**EXERCISE INSTRUCTIONS:**
Please print exactly the lines running from the one that contains "# provide one point per instance of the auction" to the end of the data, with both lines included.

====== DATA PROVIDED

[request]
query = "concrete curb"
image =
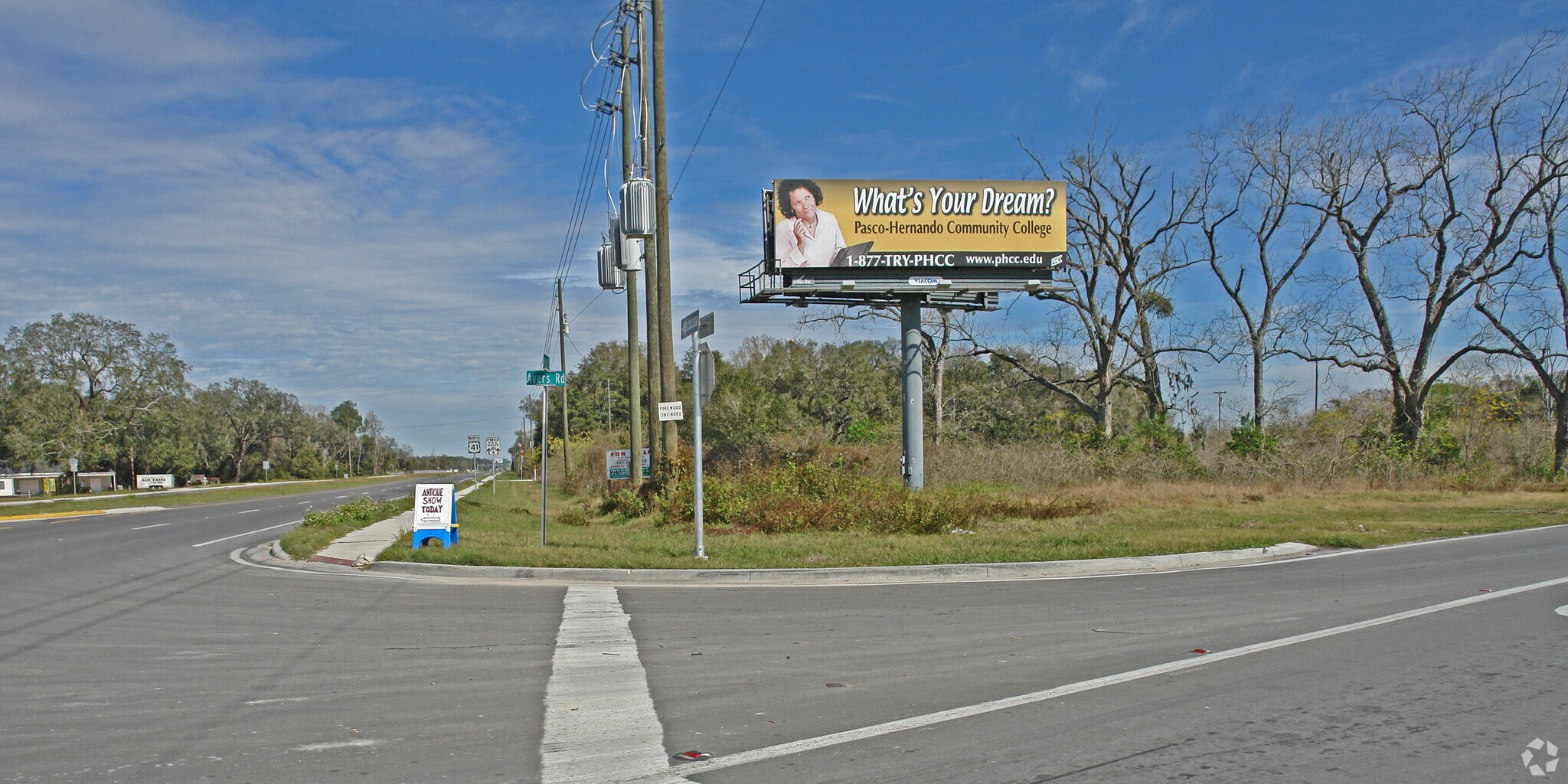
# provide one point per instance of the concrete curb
(842, 576)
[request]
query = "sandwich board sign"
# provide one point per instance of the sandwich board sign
(435, 514)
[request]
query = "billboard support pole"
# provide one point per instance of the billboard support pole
(913, 394)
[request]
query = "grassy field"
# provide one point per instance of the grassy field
(116, 501)
(1120, 519)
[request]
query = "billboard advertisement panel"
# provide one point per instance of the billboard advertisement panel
(951, 227)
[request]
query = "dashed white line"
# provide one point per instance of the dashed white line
(276, 701)
(247, 534)
(339, 743)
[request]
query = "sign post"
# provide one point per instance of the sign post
(697, 325)
(493, 447)
(546, 378)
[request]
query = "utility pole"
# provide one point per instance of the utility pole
(667, 364)
(567, 452)
(655, 248)
(634, 389)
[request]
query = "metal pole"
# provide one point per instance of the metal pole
(634, 372)
(544, 465)
(651, 254)
(913, 396)
(667, 342)
(697, 443)
(567, 452)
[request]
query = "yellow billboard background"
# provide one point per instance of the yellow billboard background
(941, 223)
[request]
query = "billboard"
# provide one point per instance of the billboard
(951, 227)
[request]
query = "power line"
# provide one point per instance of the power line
(719, 96)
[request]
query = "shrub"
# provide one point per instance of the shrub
(1250, 441)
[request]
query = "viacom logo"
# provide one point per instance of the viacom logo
(1540, 758)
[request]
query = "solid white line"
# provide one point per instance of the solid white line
(1086, 686)
(247, 534)
(599, 720)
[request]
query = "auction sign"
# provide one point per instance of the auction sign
(949, 227)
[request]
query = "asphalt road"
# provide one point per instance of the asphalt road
(140, 648)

============

**ANSWER TO THIS TASK:**
# provide one point per instance of the auction sign
(949, 227)
[request]
query = "asphalt road"
# provide one point per instance of the asphalt road
(140, 648)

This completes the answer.